Отрывок текста:
В изложении точки зрения одного из неоконсерваторов Эллиота Абрамса подчеркивается мысль, что “несмотря на культурные и исторические различия с Западом, граждане арабского мира ценят демократию и жаждут ее так же, как и в других странах”[25]. Это же относится и к исламистам, участие которых в правительствах сделает их более умеренными, а исключение вызовет лишь отторжение и мятеж. Отсюда – “повестка свободы” для арабского мира как главный императив американской политики. С этих позиций подвергалась критике Кондолиза Райс, поскольку она продвигала израильско-палестинский мир “за счет повестки свободы”[26]. Наоборот, израильско-палестинский мир должен быть подчинен “повестке свободы”, тогда как “независимое и суверенное палестинское государство нереалистично и нежизнеспособно”, поэтому его надо привязать к Иордании[27].

Питер Краузе уверен, что ДАИШ угрожает некоторым интересам США на Ближнем Востоке, хотя для самых главных из них критической опасности нет. Главные интересы состоят в недопущении появления здесь регионального гегемона и противодействии ядерному распространению [Krause 2018: 227]. В этом плане шансы боевиков на успешный захват ядерного боезаряда и его приведение в действие оцениваются как низкие, а на его самостоятельное создание – как совсем ничтожные. Для свободного транзита нефти ДАИШ – незначительная угроза, для безопасности американских союзников в регионе – от небольшой до средней. Серьезную угрозу, по Краузе, ДАИШ представляет для таких интересов США, как обеспечение мира и стабильности в регионе и предотвращение террористических атак. Наилучший способ их парировать – уничтожить саму организацию [ibid.: 227-229].

С начала текущего столетия у аналитиков повышенное внимание привлечено к вопросу о том, будет ли “мир веры” занимать более весомое место в глобальном социуме. Приведем в качестве примера доклад Национального совета США по разведке “Карта будущего: Проект 2020” (в 2005 г. он был опубликован на русском языке). С тех пор появилось еще два аналогичных исследования, но с позиций сегодняшнего дня любопытен именно ретроспективный взгляд: каким виделось будущее почти полтора десятилетия назад большой группе крупных экспертов из разных стран, объединенных под эгидой американского разведывательного сообщества.

Перечень данных:

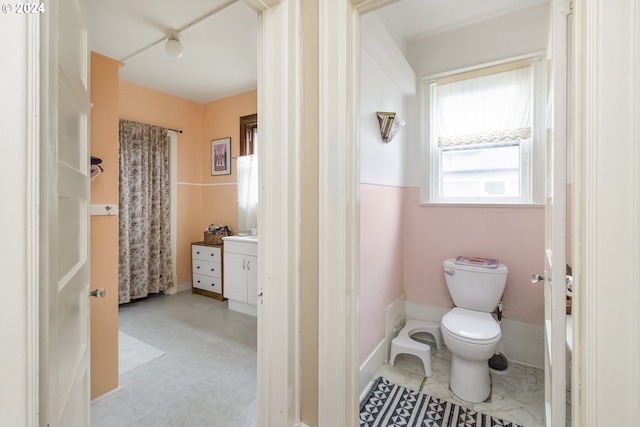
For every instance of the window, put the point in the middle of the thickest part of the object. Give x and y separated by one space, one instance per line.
483 142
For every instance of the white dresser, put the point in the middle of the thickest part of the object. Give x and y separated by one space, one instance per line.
206 270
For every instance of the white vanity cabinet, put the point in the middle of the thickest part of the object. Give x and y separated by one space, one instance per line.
241 273
206 269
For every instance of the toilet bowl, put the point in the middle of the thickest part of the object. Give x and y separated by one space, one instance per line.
472 337
469 330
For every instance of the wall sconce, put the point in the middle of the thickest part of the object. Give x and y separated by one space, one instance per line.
390 124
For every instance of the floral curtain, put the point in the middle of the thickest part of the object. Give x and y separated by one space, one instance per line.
145 237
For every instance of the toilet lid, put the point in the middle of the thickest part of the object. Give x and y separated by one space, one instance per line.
471 325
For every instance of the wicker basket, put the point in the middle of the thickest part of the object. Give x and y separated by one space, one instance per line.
213 238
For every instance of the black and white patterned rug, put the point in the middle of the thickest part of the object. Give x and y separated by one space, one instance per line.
388 404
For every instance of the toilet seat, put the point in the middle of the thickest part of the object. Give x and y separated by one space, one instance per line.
471 326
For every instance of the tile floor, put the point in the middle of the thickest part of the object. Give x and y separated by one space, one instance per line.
516 396
206 378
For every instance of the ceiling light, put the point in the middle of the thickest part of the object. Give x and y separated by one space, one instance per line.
173 46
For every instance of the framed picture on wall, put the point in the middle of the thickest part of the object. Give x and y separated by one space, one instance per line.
221 156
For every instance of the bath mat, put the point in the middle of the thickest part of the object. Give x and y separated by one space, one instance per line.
133 353
388 404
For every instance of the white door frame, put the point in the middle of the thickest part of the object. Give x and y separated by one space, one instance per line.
19 115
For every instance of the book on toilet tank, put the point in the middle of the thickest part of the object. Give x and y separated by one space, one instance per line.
477 261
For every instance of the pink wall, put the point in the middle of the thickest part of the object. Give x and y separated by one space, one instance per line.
381 258
513 235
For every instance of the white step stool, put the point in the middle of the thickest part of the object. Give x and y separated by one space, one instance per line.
404 344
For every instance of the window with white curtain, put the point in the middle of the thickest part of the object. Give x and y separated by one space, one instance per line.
482 135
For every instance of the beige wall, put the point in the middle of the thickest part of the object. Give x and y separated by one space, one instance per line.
104 229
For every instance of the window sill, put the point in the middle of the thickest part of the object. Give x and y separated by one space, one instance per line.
483 205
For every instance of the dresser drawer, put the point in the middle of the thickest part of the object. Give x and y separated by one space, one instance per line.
207 283
205 253
206 268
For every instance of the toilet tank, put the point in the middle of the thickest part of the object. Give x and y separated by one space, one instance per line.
473 287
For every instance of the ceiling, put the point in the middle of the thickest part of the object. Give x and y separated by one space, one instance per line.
220 38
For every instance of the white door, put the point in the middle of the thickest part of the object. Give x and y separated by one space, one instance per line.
555 220
65 389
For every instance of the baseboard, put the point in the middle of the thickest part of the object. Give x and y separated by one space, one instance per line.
370 366
522 342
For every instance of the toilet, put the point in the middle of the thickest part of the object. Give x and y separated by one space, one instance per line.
469 330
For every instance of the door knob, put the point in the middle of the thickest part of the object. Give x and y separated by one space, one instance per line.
535 278
98 293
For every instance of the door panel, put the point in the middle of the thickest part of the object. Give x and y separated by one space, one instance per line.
555 220
66 191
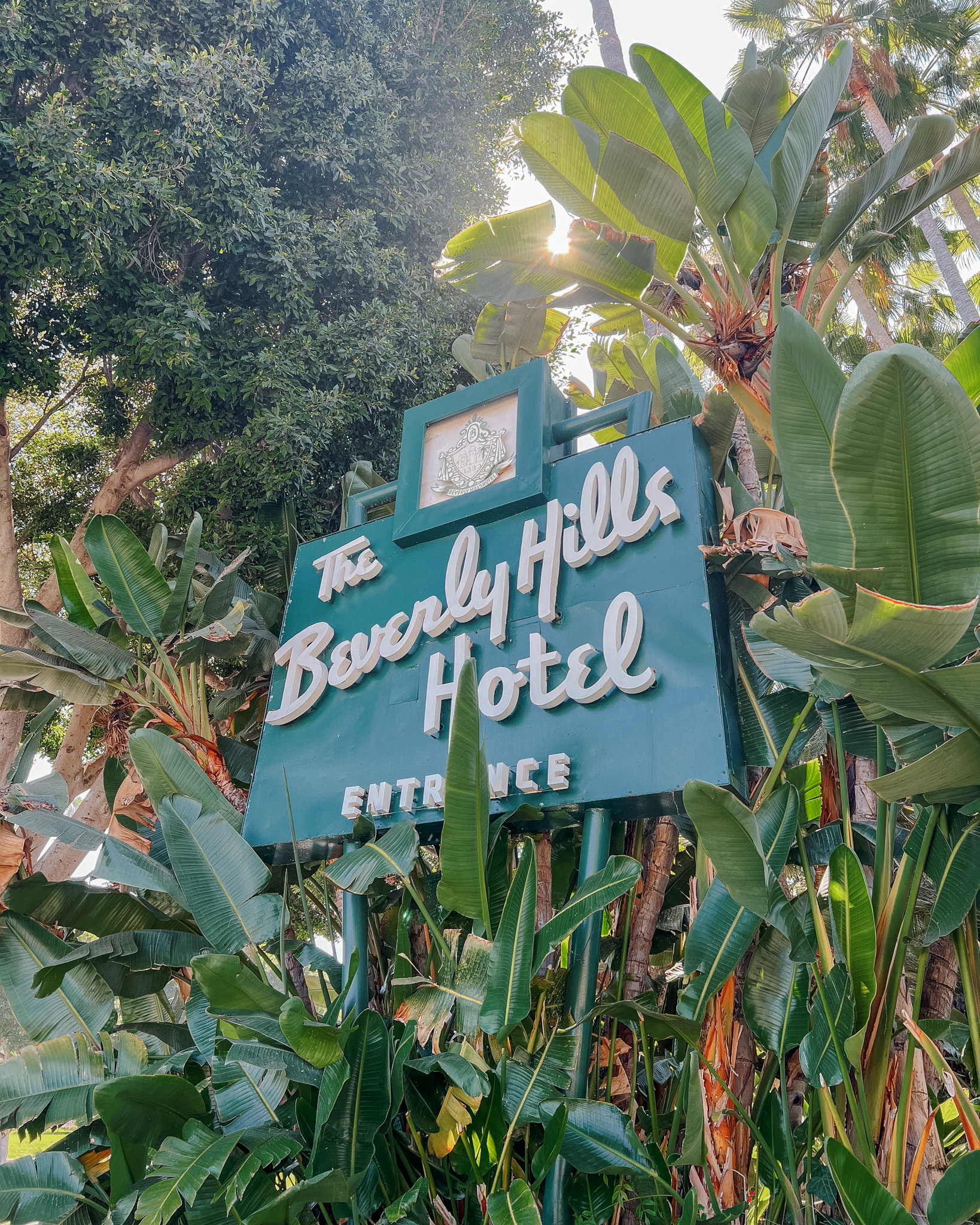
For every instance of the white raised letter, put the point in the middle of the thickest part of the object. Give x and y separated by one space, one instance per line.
431 792
353 802
548 553
499 778
537 666
407 787
524 782
439 691
379 799
622 642
300 654
510 689
558 772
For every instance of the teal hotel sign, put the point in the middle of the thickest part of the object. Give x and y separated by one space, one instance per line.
576 583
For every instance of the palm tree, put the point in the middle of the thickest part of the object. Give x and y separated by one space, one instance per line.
907 58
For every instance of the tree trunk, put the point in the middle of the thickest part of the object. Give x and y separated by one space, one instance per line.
62 860
865 309
659 848
746 456
609 41
955 284
964 210
11 596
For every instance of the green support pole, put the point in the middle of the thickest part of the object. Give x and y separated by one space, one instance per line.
354 935
580 995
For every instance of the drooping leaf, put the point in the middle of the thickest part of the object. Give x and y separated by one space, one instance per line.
395 854
806 386
80 597
83 1002
184 1163
853 922
139 590
218 869
45 1189
805 133
915 514
166 770
599 1137
617 877
926 138
775 997
516 1206
147 1109
347 1141
866 1201
512 957
462 853
817 1053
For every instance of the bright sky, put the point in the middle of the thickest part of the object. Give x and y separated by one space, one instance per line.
695 32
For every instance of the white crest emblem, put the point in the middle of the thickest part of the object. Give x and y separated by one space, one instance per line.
477 460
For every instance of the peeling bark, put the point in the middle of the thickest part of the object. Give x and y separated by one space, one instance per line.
659 848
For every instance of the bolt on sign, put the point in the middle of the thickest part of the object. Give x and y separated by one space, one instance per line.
576 583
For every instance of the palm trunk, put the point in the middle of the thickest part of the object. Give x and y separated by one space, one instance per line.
955 284
659 848
872 321
609 41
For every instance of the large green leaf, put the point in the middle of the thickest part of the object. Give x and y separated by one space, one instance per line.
757 100
139 590
723 930
54 674
953 868
347 1141
183 1163
529 1084
866 1201
392 855
775 997
45 1189
806 386
620 874
176 607
805 134
512 957
907 466
80 597
731 834
963 364
516 1206
222 874
166 769
118 861
466 826
599 1137
87 648
957 1194
817 1050
713 151
57 1078
879 656
960 167
853 923
311 1039
926 138
147 1109
83 1002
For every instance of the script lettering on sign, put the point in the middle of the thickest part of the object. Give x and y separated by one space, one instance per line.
604 520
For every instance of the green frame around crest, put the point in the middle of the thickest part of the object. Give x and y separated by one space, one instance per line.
539 406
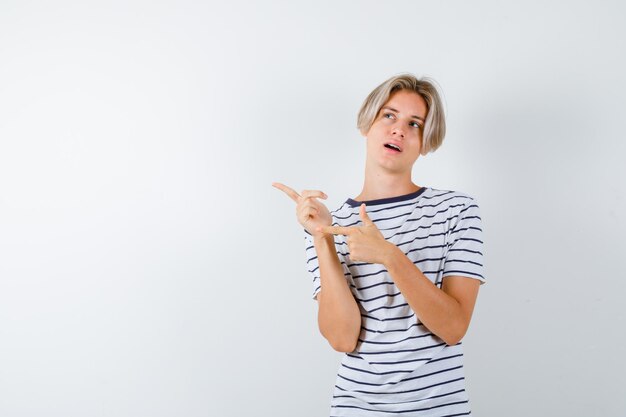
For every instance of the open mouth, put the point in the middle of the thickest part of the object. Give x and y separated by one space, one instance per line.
393 147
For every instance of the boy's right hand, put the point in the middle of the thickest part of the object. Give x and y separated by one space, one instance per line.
311 213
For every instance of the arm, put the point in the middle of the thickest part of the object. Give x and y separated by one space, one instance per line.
339 317
445 312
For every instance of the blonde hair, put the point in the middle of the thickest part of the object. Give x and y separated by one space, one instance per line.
435 123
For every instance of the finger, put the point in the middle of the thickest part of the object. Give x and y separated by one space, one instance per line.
364 217
314 193
287 190
336 230
307 213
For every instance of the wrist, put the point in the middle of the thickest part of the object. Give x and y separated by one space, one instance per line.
390 255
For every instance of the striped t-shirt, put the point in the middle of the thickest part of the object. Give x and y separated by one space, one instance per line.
398 366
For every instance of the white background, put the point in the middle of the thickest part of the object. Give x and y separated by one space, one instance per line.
148 268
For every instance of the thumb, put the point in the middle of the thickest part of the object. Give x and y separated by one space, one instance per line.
364 217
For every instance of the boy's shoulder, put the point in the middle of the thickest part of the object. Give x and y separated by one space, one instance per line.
448 194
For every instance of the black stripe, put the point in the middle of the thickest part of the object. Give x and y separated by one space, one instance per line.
374 285
380 296
388 307
465 262
388 319
404 402
377 373
391 331
360 352
402 380
450 381
397 341
466 250
404 411
458 271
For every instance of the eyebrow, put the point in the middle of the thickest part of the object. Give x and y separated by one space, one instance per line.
394 110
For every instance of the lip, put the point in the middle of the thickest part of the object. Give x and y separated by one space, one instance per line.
392 143
391 151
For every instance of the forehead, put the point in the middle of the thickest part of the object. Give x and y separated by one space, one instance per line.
407 102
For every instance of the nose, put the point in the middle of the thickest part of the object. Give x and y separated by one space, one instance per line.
397 131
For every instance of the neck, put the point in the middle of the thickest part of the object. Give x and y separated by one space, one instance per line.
384 184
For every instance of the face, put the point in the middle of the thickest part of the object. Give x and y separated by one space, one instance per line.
394 141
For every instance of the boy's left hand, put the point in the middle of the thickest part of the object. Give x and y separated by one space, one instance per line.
366 243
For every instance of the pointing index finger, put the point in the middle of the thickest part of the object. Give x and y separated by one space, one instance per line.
287 190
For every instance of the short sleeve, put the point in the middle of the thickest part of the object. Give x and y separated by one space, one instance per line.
465 245
311 263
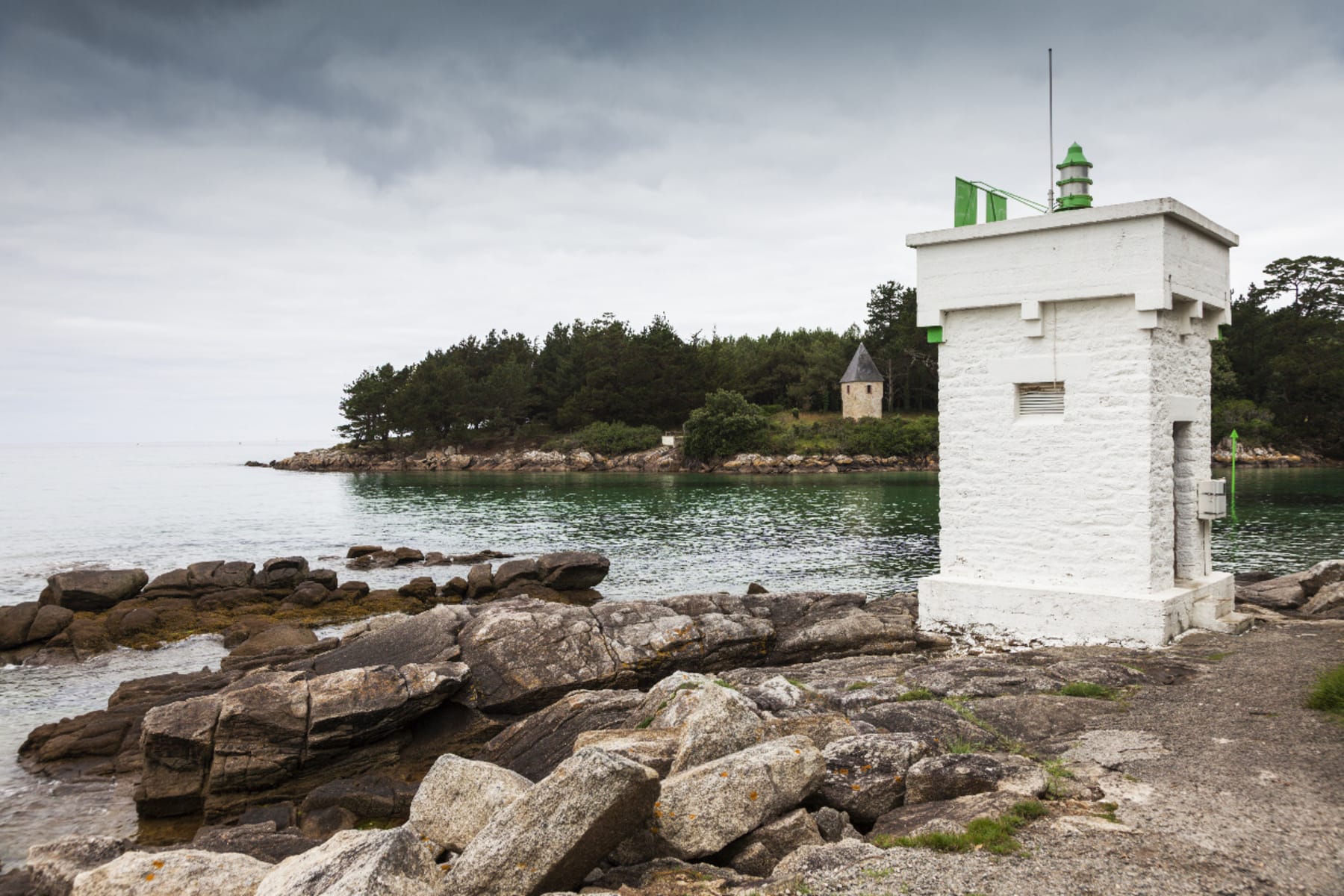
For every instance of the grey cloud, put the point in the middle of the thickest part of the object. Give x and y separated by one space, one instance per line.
230 208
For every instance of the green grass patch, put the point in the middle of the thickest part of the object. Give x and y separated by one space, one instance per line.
962 746
1327 694
989 835
1055 777
1088 689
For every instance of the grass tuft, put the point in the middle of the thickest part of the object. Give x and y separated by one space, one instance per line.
1327 694
1088 689
989 835
1057 773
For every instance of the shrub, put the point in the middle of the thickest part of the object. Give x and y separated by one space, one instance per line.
609 438
726 425
1253 423
1328 692
890 437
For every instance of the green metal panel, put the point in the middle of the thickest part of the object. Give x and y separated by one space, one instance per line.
996 207
964 211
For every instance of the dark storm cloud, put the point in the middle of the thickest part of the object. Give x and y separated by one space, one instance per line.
218 213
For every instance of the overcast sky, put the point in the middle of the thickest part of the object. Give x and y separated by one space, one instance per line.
213 215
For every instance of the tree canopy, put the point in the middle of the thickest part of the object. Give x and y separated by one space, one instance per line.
606 371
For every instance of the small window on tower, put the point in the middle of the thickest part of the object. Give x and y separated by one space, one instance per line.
1041 399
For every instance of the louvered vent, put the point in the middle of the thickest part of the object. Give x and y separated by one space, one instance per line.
1038 399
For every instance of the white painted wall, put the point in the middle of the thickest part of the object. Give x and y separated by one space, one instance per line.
1060 501
1078 527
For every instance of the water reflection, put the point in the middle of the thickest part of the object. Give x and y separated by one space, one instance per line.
678 534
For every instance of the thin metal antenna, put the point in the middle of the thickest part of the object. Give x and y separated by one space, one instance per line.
1050 193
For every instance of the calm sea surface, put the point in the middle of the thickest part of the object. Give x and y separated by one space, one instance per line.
161 507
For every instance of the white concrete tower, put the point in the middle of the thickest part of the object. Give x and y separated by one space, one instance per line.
1074 422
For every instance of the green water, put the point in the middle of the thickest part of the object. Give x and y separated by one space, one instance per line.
1283 520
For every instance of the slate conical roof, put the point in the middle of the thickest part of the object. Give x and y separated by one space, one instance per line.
862 370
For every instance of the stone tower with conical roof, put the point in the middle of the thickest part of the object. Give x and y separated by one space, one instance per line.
860 388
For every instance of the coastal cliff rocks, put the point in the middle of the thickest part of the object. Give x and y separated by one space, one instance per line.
866 774
706 808
93 590
757 853
231 597
356 862
215 753
948 777
558 830
54 867
1296 591
457 798
538 743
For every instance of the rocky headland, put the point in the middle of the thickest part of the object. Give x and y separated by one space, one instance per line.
668 460
660 460
721 743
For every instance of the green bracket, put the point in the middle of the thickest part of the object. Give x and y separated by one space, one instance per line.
996 207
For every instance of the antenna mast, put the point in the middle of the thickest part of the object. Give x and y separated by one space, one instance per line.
1050 77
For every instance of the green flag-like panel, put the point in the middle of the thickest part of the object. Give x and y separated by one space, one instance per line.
965 208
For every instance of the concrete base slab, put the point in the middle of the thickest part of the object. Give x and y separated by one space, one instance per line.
1075 617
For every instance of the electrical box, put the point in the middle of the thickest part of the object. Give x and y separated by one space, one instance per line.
1213 499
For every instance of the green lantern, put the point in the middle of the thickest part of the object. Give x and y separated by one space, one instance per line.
1074 184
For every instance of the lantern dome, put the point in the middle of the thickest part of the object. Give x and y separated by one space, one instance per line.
1074 183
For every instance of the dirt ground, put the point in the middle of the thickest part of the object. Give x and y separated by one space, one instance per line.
1239 790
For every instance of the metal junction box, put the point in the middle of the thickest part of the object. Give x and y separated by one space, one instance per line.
1213 499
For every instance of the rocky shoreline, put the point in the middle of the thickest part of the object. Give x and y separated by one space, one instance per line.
703 743
84 613
670 460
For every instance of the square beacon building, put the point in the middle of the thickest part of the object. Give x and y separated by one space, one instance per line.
1074 423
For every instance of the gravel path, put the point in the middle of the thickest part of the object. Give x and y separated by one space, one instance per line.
1245 793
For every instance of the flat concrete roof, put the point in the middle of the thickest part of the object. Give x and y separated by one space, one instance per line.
1073 218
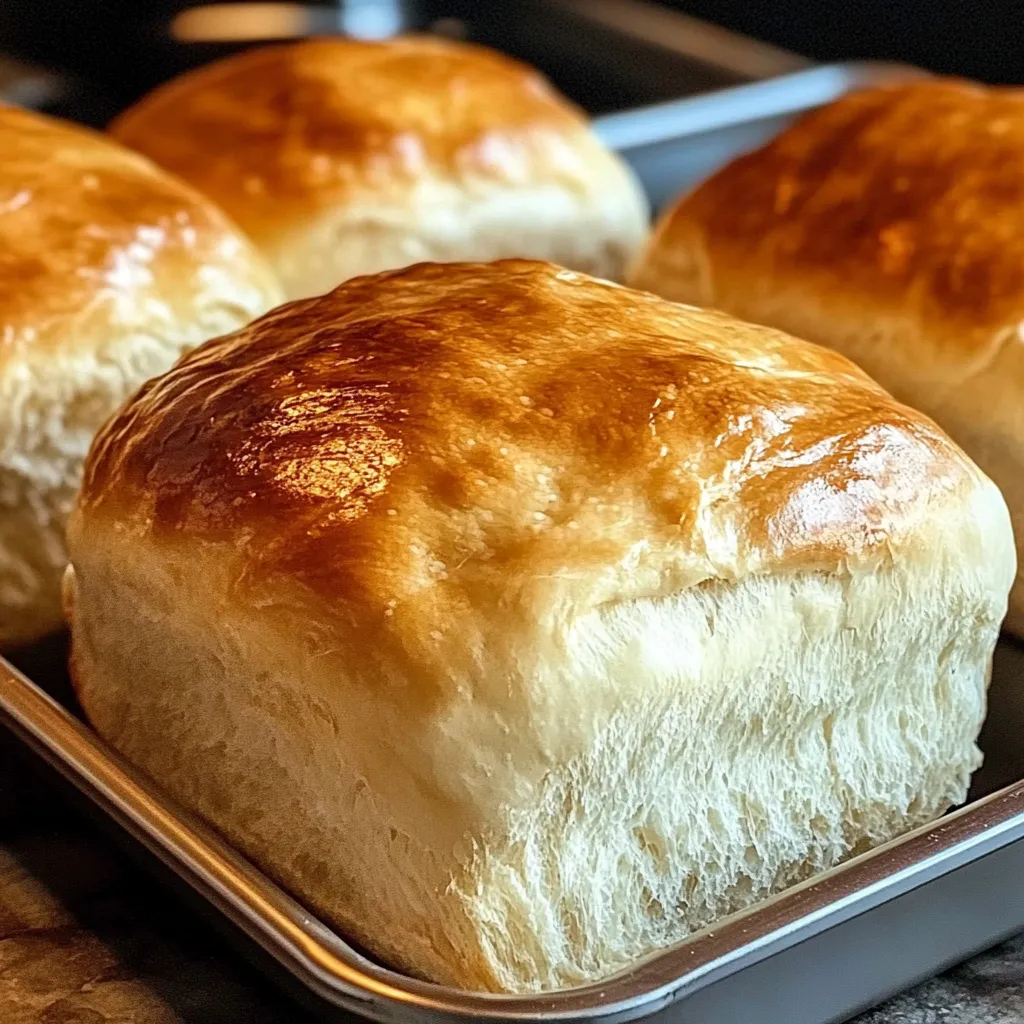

Выполните задания:
1. Выпишите из отрывка об американской политике на Ближнем Востоке фрагмент, начинающийся словами «Питер Краузе уверен, что» и продолжающийся вплоть до слов «организацию [ibid.: 227-229].».
2. Продолжите текст об американской политике на Ближнем Востоке, начав сразу после его последнего предложения.

Ответы к заданиям:
1.
Питер Краузе уверен, что ДАИШ угрожает некоторым интересам США на Ближнем Востоке, хотя для самых главных из них критической опасности нет. Главные интересы состоят в недопущении появления здесь регионального гегемона и противодействии ядерному распространению [Krause 2018: 227]. В этом плане шансы боевиков на успешный захват ядерного боезаряда и его приведение в действие оцениваются как низкие, а на его самостоятельное создание – как совсем ничтожные. Для свободного транзита нефти ДАИШ – незначительная угроза, для безопасности американских союзников в регионе – от небольшой до средней. Серьезную угрозу, по Краузе, ДАИШ представляет для таких интересов США, как обеспечение мира и стабильности в регионе и предотвращение террористических атак. Наилучший способ их парировать – уничтожить саму организацию [ibid.: 227-229].

2.
Размышляя о том, что может произойти в недалеком будущем, авторы доклада писали: “В ближайшие 15 лет религиозное самосознание будет становиться все более важным фактором самоидентификации людей”[28]. Однако Западная Европа, на их взгляд, должна была остаться в стороне от этой возрастающей религиозности. А вот на Ближнем Востоке, как ожидалось, картина будет складываться прямо противоположным образом. “Распространение радикального ислама окажет существенное глобальное влияние… сплачивая разнородные этнические и национальные группы и, возможно, даже создавая институты, которые выйдут за пределы национальных границ”[29]. Конечно, уже тогда в мире активно действовала “Аль-Каида”, и подобное утверждение могло показаться лишь констатацией очевидного. Однако за ним следовал тезис об эвентуальном сценарии “нового халифата”, который будет способен “продвигать мощную контридеологию, имеющую широкое воздействие”[30]. И с этим прогнозом, который тогда мог показаться надуманным и навеянным историческими реминисценциями – авторы, что называется, попали в точку.

Примерно через десять лет ДАИШ оказывается не просто экстремистским проектом, порожденным фантазиями радикально настроенных исламистов, но драматической реальностью в огромном территориальном ареале, которая выглядит чуть ли не буквальной материализацией упомянутого предсказания. Некоторые аналитики, настроенные на конспирологическую волну, увидели в этом свидетельство причастности американских кругов к созданию ДАИШ.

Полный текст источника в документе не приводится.